===== PASSAGE TO READ

On September 17, 2021, Kennedy's counsel filed a suggestion of death as to Kennedy pursuant to Fed.R.Civ.P. 25. (Doc. 16.) Kennedy's death certificate indicates that he passed away on August 23, 2021. (Doc. 25-1.) On October 20, 2021, Lisa Kennedy, the personal representative for his estate, moved for an order substituting her for the decedent. (Doc. 19.) The then-assigned district judge granted the motion on October 21. (Doc. 20.) Thus, Lisa Kennedy is the named Defendant in this action.

On November 16, Defendant filed a motion for partial summary judgment as to Plaintiff's claim for punitive damages. (Doc. 25.) Defendant argues that under Oklahoma law, punitive damages may not be recovered from the estate of a deceased tortfeasor unless the claim is one for wrongful death. See Morriss v. Barton, 190 P.2d 451, 459 (Okla. 1947) (“[W]here the defendant in a tort action dies after commencement of the action and before trial, his executors or administrators may not be held liable for exemplary damages.”); Okla. Stat. Ann. tit. 12, § 1053(C) (permitting the recovery of punitive damages against “the person proximately causing the wrongful death or his representative if such person be deceased”).

On January 31, 2022, Plaintiff filed a motion to certify a question of law to the Oklahoma Supreme Court. (Doc. 36.) Plaintiff seeks an order certifying the following question: “May a punitive damages claim proceed against a drunk driver's estate where the deceased defendant committed suicide during the pendency of the case.” (Id. at 1.) Plaintiff contends that legislative and judicial developments in the years since Morriss was decided have called that decision into question. Plaintiff also contends that public policy implications warrant the Oklahoma Supreme Court's consideration.

==========

* [GIVEN REQUEST 1]: List every docket document citation in the court opinion, such as "Doc. 16," in the order in which they appear.
* [GIVEN REQUEST 2]: Give these lines from the records as a numbered list, leaving out blank lines: begin at the line that contains "water, that would be most helpful.", and stop after the line that contains "M60 38L35 56L29 81L52 96L72 65Z".
The court opinion and the records are separate, unrelated material.

===== RECORDS

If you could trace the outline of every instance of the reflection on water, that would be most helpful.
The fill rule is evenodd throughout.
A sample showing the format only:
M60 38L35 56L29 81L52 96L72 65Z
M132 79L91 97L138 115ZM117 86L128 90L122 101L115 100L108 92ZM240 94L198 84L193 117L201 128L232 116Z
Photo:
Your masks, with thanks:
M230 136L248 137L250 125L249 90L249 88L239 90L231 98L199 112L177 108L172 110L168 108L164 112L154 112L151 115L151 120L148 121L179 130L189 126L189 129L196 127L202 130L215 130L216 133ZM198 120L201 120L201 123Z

==========
===== RECORDS

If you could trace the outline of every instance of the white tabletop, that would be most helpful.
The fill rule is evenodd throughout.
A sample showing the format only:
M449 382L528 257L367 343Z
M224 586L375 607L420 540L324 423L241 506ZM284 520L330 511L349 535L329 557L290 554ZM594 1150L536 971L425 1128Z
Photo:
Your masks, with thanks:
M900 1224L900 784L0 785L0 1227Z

==========

* [CORRECT RESPONSE 1]:
Doc. 16
Doc. 25-1
Doc. 19
Doc. 20
Doc. 25
Doc. 36

* [CORRECT RESPONSE 2]:
1. If you could trace the outline of every instance of the reflection on water, that would be most helpful.
2. The fill rule is evenodd throughout.
3. A sample showing the format only:
4. M60 38L35 56L29 81L52 96L72 65Z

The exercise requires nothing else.